- [Seitentext]
════════════════════
Dutzende Meter unter dem selbstmörderischen Verkehr liegt das modernste U-Bahnnetz des Mittleren Osten. Für rund 15 Cent verbindet die rote Linie den reichen Teheraner Norden mit dem wirtschaftlich armen Süden. In der Mitte warten die Gradmesser iranischer Hoffnung mit dicken Papierbündeln in der Hand. "Wenn du wissen willst, wie die Atomverhandlungen gerade laufen, musst du einfach nur nach dem Wechselkurs fragen", erklärt ein zu früh ergrauter Mann am Ferdosi-Platz. Und dieser steigt seit Monaten kontinuierlich.
════════════════════
- [Erfasste Daten]
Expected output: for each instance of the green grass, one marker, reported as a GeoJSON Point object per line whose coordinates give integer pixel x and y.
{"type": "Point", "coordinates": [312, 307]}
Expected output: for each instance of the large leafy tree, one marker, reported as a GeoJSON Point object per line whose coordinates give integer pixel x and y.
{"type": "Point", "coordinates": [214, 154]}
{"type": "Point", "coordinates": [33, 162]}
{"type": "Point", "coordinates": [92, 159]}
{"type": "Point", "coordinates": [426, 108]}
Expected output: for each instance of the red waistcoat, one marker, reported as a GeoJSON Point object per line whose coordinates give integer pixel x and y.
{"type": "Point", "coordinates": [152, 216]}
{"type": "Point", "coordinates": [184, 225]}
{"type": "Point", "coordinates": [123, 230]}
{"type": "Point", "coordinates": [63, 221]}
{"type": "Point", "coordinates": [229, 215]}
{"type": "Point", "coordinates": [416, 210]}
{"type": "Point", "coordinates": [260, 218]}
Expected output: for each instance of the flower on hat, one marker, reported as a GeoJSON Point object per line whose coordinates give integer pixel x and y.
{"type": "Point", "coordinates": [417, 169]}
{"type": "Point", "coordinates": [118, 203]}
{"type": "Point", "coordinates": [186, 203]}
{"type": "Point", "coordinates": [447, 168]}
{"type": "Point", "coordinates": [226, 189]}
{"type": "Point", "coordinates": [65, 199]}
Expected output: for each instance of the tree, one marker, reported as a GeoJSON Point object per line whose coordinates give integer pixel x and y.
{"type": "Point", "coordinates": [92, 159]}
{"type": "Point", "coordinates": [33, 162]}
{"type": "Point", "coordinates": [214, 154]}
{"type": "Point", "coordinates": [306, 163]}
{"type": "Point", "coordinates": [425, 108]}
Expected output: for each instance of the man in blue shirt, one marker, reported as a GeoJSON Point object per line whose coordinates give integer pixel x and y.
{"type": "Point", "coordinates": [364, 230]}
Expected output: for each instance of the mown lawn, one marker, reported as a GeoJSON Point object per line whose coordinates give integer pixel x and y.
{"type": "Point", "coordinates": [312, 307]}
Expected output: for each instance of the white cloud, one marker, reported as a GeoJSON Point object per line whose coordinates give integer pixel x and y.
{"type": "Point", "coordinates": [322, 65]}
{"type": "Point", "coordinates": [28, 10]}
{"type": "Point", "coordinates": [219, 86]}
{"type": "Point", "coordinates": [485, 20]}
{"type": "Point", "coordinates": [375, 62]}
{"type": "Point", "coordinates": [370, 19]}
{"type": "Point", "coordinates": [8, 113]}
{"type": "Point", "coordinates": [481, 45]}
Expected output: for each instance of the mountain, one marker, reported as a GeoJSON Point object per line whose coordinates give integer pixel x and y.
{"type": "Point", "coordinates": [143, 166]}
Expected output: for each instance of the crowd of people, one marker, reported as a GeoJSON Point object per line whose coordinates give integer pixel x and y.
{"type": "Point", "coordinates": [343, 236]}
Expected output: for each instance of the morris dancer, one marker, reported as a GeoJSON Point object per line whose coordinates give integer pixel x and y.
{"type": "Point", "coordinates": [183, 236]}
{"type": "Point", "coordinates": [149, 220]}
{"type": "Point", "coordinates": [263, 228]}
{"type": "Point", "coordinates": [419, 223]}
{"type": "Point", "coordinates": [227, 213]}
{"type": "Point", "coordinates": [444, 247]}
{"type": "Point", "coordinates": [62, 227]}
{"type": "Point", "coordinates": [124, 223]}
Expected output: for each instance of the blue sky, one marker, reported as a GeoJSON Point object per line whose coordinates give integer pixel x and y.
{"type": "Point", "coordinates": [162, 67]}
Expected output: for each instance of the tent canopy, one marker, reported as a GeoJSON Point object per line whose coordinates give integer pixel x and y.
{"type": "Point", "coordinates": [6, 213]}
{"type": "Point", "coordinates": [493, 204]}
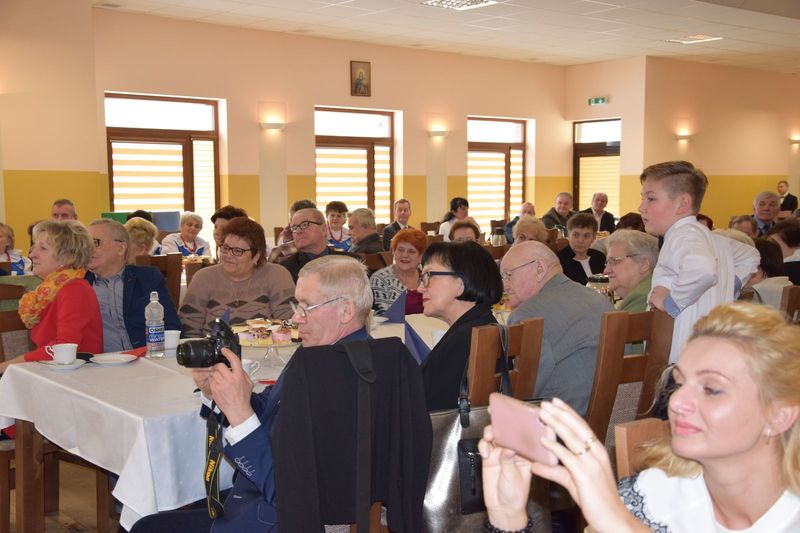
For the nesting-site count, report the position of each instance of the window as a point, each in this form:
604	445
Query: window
495	168
163	154
596	162
354	151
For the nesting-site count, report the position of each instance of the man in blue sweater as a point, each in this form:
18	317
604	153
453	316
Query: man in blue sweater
123	290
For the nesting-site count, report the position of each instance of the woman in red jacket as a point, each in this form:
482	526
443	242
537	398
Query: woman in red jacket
63	309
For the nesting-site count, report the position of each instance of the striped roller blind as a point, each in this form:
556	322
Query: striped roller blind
486	185
147	176
342	175
599	174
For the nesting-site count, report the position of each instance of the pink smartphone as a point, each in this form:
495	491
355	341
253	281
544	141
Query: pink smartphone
516	425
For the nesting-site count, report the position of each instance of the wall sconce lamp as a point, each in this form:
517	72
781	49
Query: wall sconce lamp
273	126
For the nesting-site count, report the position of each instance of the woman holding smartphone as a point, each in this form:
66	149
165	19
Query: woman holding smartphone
732	461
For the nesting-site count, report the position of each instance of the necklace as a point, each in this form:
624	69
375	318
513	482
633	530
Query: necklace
237	298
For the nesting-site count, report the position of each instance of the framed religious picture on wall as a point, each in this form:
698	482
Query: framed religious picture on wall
360	79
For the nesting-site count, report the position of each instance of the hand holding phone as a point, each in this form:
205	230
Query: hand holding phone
516	425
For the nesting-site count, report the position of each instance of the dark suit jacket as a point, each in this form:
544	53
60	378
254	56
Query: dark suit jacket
371	244
444	367
315	438
574	270
789	203
294	262
139	282
606	221
388	233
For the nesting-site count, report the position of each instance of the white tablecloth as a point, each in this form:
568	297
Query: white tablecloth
139	421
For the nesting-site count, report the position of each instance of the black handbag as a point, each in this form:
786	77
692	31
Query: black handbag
454	496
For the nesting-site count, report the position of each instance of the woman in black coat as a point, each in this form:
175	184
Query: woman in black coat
459	284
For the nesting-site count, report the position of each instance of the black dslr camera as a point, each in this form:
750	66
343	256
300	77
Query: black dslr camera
203	353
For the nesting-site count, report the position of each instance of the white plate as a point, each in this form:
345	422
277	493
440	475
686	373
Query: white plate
52	365
113	359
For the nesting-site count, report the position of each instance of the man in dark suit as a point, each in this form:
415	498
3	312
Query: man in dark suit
334	299
402	212
605	220
123	291
788	200
310	235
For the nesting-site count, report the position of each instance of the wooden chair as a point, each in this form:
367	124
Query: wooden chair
170	266
790	301
496	224
429	226
631	436
611	392
524	349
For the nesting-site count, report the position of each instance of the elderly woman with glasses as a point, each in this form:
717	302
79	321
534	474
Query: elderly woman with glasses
63	308
187	241
242	284
459	284
632	256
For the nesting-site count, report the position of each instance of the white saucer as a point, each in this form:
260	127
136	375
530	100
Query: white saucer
115	358
56	367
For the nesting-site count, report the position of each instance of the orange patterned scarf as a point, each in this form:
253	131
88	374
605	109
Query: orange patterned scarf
33	303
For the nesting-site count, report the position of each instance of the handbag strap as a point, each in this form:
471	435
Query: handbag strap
505	379
361	358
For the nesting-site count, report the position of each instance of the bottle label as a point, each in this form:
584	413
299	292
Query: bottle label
155	334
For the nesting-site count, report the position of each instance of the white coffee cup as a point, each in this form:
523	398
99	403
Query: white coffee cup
63	354
171	337
250	366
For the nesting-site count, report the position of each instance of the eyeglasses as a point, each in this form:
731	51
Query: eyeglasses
425	277
304	225
614	261
506	275
303	309
98	242
236	252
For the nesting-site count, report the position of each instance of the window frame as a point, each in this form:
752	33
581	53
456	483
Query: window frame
504	147
367	143
183	137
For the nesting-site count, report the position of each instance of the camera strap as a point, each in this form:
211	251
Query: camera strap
214	424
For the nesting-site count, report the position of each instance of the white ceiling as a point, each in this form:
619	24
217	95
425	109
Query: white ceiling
558	32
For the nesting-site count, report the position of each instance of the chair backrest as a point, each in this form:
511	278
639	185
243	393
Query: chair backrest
14	336
497	224
524	348
790	301
170	266
429	226
631	436
614	368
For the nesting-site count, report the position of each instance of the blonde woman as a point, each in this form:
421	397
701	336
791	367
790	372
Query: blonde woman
732	461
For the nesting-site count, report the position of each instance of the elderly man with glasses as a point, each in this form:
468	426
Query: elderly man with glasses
310	236
536	287
334	299
123	290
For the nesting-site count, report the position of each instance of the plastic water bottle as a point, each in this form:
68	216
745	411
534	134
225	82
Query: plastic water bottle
154	320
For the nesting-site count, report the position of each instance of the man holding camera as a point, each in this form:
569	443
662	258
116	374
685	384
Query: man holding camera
333	300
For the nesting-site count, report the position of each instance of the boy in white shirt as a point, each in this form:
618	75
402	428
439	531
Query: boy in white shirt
696	270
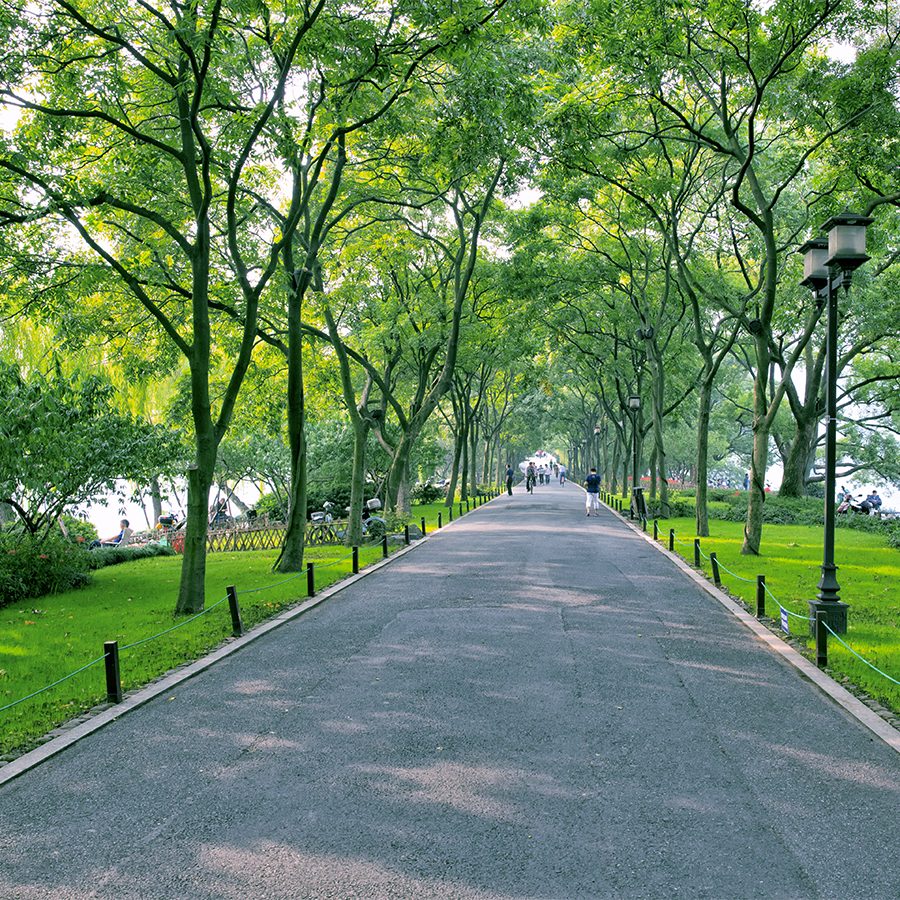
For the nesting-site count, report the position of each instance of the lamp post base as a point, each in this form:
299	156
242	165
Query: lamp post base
835	615
638	504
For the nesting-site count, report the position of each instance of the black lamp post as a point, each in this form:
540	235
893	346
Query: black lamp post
637	495
828	265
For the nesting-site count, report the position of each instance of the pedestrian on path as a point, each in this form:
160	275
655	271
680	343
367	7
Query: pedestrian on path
592	495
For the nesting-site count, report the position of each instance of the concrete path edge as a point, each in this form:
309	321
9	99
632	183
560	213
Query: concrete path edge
33	758
850	704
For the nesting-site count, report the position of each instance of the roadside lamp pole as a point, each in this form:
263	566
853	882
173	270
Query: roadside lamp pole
828	265
637	494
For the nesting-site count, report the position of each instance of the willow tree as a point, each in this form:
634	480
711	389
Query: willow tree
141	134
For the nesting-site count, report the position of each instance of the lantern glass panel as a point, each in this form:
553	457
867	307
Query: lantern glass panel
847	240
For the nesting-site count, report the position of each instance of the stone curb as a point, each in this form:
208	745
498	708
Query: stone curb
850	704
143	695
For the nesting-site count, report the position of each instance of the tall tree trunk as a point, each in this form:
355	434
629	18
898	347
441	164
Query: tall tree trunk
701	511
614	466
473	456
397	491
192	587
454	474
156	498
291	557
357	482
801	451
464	463
760	457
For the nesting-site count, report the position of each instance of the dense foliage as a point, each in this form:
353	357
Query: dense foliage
345	250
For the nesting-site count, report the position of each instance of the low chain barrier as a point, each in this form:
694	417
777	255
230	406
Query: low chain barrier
111	649
819	626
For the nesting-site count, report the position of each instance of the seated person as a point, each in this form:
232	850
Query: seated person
117	540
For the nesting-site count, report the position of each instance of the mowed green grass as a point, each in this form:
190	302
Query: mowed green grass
46	639
868	572
43	640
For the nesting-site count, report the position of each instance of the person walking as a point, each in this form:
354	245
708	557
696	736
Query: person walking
530	478
592	493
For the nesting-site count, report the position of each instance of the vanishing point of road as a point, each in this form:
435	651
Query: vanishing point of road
531	704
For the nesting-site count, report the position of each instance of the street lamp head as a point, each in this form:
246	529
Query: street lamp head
815	267
847	240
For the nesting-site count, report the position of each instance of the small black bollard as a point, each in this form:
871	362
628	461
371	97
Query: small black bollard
237	626
113	681
714	562
821	640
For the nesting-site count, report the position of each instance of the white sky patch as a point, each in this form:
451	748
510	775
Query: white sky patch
841	52
9	118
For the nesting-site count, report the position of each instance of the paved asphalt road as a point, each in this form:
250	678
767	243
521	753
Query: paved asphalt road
534	704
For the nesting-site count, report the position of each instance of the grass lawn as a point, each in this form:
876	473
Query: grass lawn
868	571
43	640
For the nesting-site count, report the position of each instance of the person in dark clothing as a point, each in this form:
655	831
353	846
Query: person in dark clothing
592	493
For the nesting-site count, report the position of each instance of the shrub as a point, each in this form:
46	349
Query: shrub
112	556
427	493
32	568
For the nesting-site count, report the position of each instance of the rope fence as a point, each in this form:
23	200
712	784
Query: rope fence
112	650
818	624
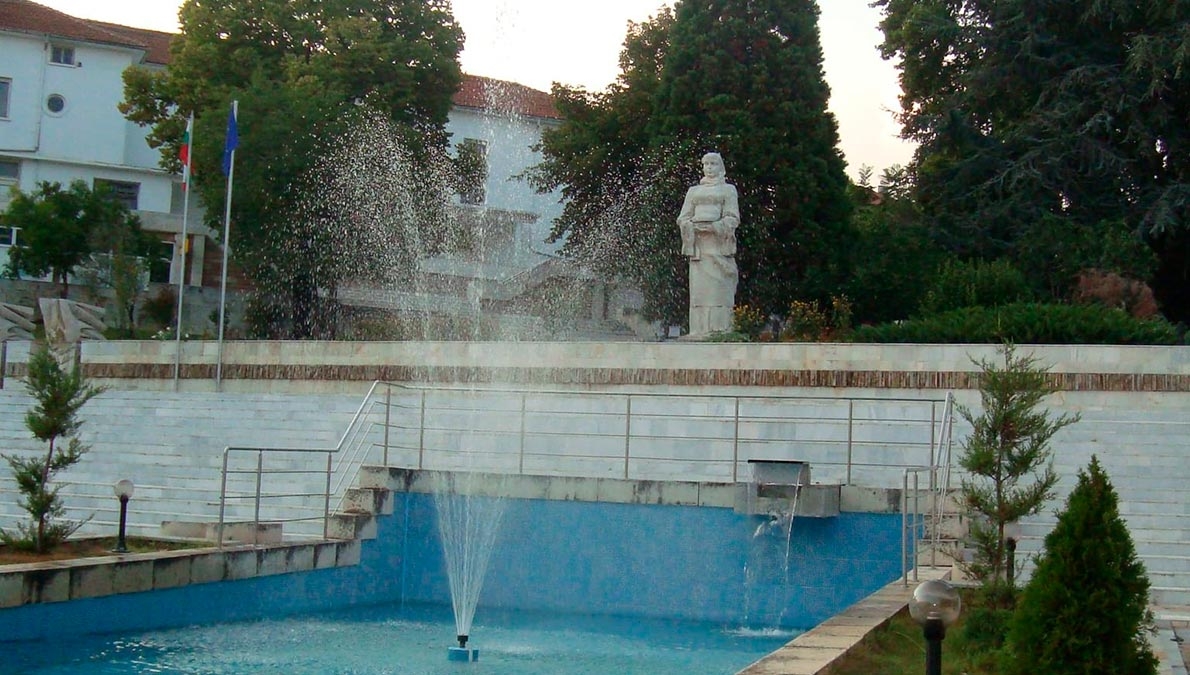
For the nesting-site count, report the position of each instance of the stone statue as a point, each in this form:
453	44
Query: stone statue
708	220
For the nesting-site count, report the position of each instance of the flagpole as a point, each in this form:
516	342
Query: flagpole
232	142
186	247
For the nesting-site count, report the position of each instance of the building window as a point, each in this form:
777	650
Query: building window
55	104
5	87
63	55
161	258
120	191
471	168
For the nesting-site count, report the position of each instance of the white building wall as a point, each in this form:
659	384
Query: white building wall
511	142
24	64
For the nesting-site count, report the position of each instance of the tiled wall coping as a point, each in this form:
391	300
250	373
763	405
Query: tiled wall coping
334	366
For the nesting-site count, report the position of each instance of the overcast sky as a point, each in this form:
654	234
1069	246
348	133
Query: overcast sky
538	42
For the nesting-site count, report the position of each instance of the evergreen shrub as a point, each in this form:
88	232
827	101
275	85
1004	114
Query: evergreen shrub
975	283
1025	323
1085	610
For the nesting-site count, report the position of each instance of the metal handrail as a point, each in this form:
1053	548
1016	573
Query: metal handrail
407	418
258	494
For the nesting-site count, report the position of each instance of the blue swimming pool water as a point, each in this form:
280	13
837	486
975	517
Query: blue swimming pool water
412	639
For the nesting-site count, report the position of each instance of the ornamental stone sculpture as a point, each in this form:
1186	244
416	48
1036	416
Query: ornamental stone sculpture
709	217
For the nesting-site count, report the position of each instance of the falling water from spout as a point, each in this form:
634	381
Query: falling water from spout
468	524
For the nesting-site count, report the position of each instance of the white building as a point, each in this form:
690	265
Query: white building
60	87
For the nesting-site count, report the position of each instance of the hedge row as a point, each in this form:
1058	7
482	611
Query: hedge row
1026	323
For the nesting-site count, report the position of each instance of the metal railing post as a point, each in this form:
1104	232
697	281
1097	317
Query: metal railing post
919	518
851	424
627	433
388	411
260	479
326	504
736	443
223	498
934	450
521	463
421	433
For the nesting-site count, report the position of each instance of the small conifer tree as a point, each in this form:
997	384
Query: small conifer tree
54	419
1085	610
1007	458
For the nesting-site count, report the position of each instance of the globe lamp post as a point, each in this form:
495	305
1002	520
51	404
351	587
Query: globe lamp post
935	605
════════════════════
- [Aufgabenstellung]
**A.** Beantworte die folgenden Fragen zum Text über die Teheraner U-Bahn:
(i) Wie viel kostet eine Fahrt mit der roten Linie ungefähr?
(ii) Welche Teile Teherans verbindet die rote Linie?
(iii) An welchem Platz gibt der zu früh ergraute Mann seine Erklärung ab?
**B.** Wie lässt sich der Text über die Teheraner U-Bahn in zwei Sätzen zusammenfassen?
**C.** Führe den Text über die Teheraner U-Bahn nach seinem letzten Satz fort.

- [Lösungen]
**A.**
(i) Rund 15 Cent.
(ii) Den reichen Norden mit dem wirtschaftlich armen Süden.
(iii) Am Ferdosi-Platz.

**B.** Unter dem Teheraner Verkehr liegt das modernste U-Bahnnetz des Mittleren Ostens, dessen rote Linie für rund 15 Cent den reichen Norden mit dem armen Süden verbindet. Ein Mann am Ferdosi-Platz erklärt, dass man am Wechselkurs den Stand der Atomverhandlungen ablesen könne, und dieser Kurs steigt seit Monaten.

**C.**
Die Kopftücher sitzen locker

Ein paar Straßen weiter wartet in einem Café Behnams Freundin Farah. Ein Poster der Sexpistols hängt an der Wand, die Bedienung spricht schlechtes Englisch mit gutem amerikanischem Akzent. Am letzten Zipfel des Pferdeschwanzes hält eine Haarspange bei Farah den iranischen Widerspruch fest, später am Abend legt sie das Kopftuch ganz ab. Im November letzten Jahres wies Rohani Polizeikadetten an, den Kopftuchzwang nicht mehr durchzusetzen. Hinter verschlossenen Türen hielten sich viele iranische Frauen sowie schon längst nicht mehr daran.

Rohani will den Sittenkodex für Frauen und Männer lockern. In Cafés wie diesem treffen sie sich längst ohne staatliche Erlaubnis.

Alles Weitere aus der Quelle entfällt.